TEXT SEGMENT =>
A Repiphany counsellor provides a safe environment and customizes an experiential process for you that is about getting more connected to your body, to reclaim your body, and ultimately, to build a healthier relationship with your body.
The activities used in counselling will vary to suit each client’s personal needs. We may use cognitive and narrative therapies in conjunction with art therapy and somatic based therapies to physically embody an experience.
People who have an unhealthy body image tend to be “in their head.” That is to say that they process their experience predominantly with their brain (versus their heart or physical body), with their thoughts, rationalizing and applying their personal filters and sense of logic.
To connect our head and body, that is to be more “in our body,” gives us a richer, more authentic, and grounded experience in our surroundings. But we can’t have this when we have disconnected from our body. Through counselling, becoming reconnected with our body involves activities designed to
- bring our awareness back into our physical self, and
- relearn to trust our body’s natural knowledge.
Reconnecting, or reclaiming our ownership of our body, is about reclaiming our sense of safety within our body. It's about reclaiming a loving relationship with our body and knowing what that looks like.

USING THE INFORMATION =>
1. In the counselling text, how do people with an unhealthy body image tend to process their experience?
2. Please write out the counselling text between "A Repiphany counsellor" and "with your body.", inclusive, substituting "supportive environment" for "safe environment".

DATA PROVIDED =>
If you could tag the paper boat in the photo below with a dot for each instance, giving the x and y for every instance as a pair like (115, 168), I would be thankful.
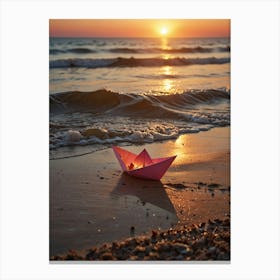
(142, 165)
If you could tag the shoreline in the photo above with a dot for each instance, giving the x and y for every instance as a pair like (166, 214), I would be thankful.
(92, 203)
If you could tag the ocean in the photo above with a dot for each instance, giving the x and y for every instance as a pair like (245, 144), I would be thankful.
(124, 91)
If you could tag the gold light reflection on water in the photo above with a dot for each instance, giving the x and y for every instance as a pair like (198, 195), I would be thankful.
(182, 150)
(166, 70)
(167, 85)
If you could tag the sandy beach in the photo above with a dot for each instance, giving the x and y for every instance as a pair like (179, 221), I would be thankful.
(92, 202)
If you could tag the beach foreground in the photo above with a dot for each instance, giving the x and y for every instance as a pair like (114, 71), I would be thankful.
(205, 241)
(92, 202)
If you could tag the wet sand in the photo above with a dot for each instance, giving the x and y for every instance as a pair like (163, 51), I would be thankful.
(92, 202)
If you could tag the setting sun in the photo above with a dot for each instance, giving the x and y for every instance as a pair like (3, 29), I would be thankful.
(163, 31)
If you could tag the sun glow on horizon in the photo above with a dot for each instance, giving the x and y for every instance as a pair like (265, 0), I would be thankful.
(163, 31)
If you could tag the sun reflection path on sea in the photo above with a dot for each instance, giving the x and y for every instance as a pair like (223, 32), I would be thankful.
(167, 85)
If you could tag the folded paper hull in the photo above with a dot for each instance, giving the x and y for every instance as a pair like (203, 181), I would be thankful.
(142, 165)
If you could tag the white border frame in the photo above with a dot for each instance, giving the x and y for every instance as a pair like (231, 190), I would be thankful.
(255, 137)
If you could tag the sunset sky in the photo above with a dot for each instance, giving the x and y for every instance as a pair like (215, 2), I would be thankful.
(139, 28)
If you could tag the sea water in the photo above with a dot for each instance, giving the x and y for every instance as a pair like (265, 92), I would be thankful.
(106, 91)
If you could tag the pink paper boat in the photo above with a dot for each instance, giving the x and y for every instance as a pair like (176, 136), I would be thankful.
(142, 165)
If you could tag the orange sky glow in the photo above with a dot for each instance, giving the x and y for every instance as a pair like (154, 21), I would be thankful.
(139, 28)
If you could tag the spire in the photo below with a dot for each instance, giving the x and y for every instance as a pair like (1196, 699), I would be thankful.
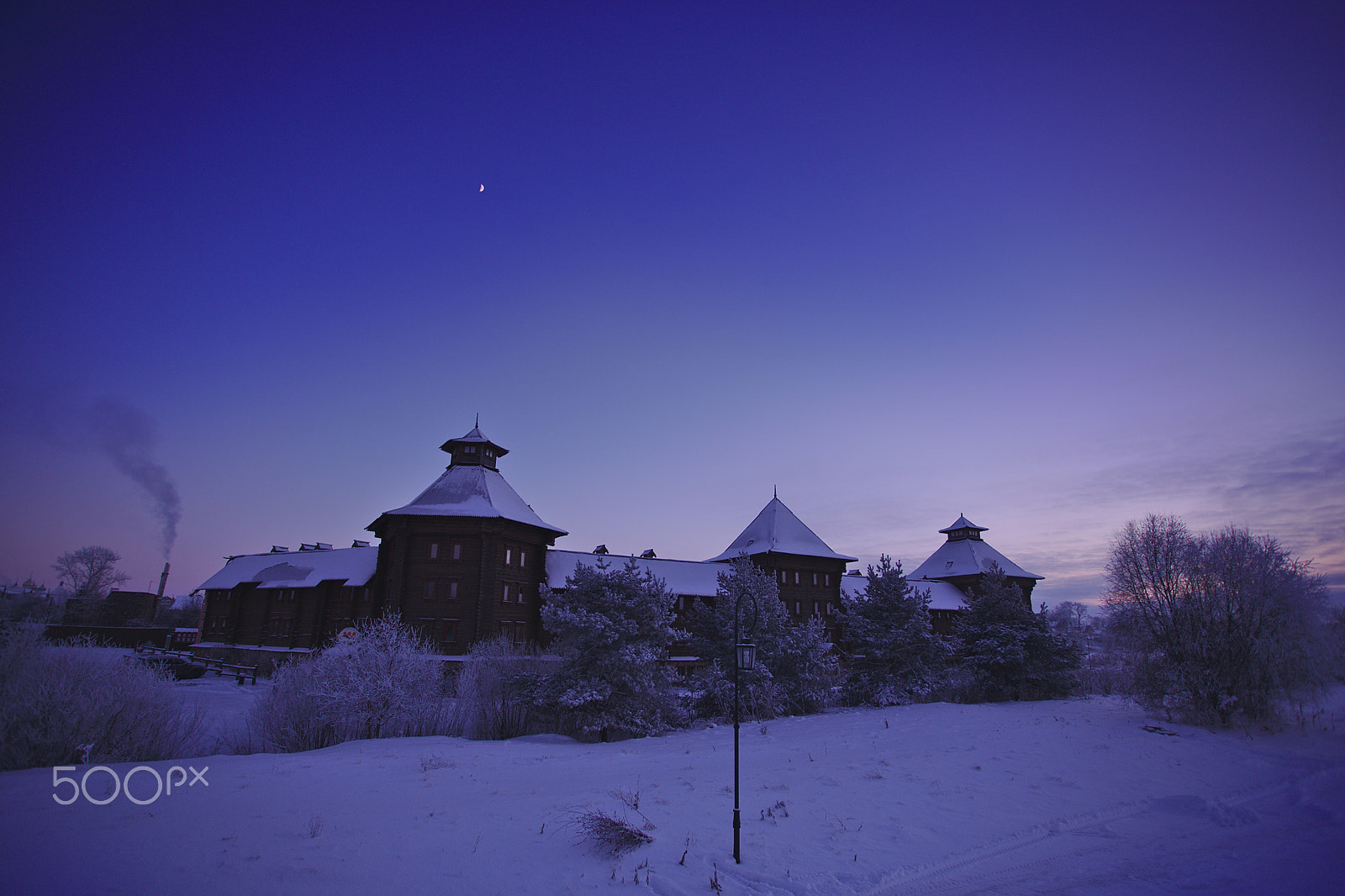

SOLUTIONS BELOW =>
1. They process it predominantly with their brain, through their thoughts, rationalizing and applying their personal filters and sense of logic.

2.
A Repiphany counsellor provides a supportive environment and customizes an experiential process for you that is about getting more connected to your body, to reclaim your body, and ultimately, to build a healthier relationship with your body.